> [Requirement A]
In the hockey game report, how many saves did Reimer make?
> [Requirement B]
Transcribe the hockey game report from "Reimer snatched victory" to "the eventual winner.".

Reimer snatched victory on Monday night, perfect and at times, brilliant with 32 saves as the Leafs picked up points for the 13th time in 14 games (9-1-4) while dragging the Devils' winless skid to 10 games. With his third shutout of the year, the 25-year-old also drove his hockey club one step closer to clinching a playoff berth for the first time in nine years. A victory in Washington on Tuesday night coupled with a regulation loss for Winnipeg would seal the deal.

This night, however, was all about Reimer.

His teammates were thoroughly outplayed, outworked and outmuscled from the outset, cobbling together a lonely five shots after 40 minutes. On their eighth shot of the game, with less than seven minutes to go in regulation, Phil Kessel finally broke the scoreless tie, sniping one through Martin Brodeur on a power-play for the eventual winner.

"No one's going to say that we played our best hockey, we were very, very far from it in the first 40," said Fraser, who played a season-high of 23 and a half minutes opposite his former team, "but I still think the feeling in this dressing room was that we were going to win the game. And we were confident because of the way that James was playing."

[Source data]
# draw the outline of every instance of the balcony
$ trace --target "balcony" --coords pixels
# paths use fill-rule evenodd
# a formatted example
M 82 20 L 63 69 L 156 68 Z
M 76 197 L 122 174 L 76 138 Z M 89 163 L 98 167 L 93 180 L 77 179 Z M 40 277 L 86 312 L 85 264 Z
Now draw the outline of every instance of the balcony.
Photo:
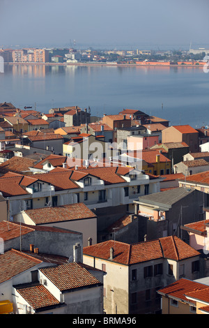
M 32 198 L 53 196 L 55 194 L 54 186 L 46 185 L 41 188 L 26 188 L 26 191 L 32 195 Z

> [Exercise answer A]
Reimer made 32 saves.

> [Exercise answer B]
Reimer snatched victory on Monday night, perfect and at times, brilliant with 32 saves as the Leafs picked up points for the 13th time in 14 games (9-1-4) while dragging the Devils' winless skid to 10 games. With his third shutout of the year, the 25-year-old also drove his hockey club one step closer to clinching a playoff berth for the first time in nine years. A victory in Washington on Tuesday night coupled with a regulation loss for Winnipeg would seal the deal.

This night, however, was all about Reimer.

His teammates were thoroughly outplayed, outworked and outmuscled from the outset, cobbling together a lonely five shots after 40 minutes. On their eighth shot of the game, with less than seven minutes to go in regulation, Phil Kessel finally broke the scoreless tie, sniping one through Martin Brodeur on a power-play for the eventual winner.